Include only the line with "Task: point to each instance of the car headlight, a" and the lines after it, each reproduced exactly as it stands in the entries below.

### SOURCE MATERIAL

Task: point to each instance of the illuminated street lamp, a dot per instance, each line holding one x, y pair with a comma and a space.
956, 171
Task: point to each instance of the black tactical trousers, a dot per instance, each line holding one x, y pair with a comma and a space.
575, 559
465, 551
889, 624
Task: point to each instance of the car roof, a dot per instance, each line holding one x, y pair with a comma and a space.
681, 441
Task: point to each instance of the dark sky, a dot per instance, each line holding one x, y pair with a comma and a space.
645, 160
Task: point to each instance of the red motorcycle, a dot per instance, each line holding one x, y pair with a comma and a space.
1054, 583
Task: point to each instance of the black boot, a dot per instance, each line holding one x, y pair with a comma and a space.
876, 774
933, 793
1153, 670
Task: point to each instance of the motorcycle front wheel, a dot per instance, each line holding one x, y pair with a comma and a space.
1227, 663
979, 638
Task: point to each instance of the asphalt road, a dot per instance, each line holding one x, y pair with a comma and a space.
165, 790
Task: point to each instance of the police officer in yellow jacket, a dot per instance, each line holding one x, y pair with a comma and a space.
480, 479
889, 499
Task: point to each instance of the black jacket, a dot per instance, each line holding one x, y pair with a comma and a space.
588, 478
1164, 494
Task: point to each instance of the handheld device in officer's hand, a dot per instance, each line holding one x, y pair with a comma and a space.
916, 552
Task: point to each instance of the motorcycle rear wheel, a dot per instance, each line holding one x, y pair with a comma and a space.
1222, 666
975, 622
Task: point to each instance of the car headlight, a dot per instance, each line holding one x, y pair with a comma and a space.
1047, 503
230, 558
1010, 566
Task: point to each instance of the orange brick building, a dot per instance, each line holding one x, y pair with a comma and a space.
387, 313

######

* _SOLVED PROBLEM_
Task: point to each instance of the car headlight, a dot per instance, each line holding one x, y pair with a comma and a space.
1047, 503
230, 558
1010, 566
Task: point to each instance of the orange brick building, a dot per instance, each line holding one x, y pair with a comma and a space.
387, 313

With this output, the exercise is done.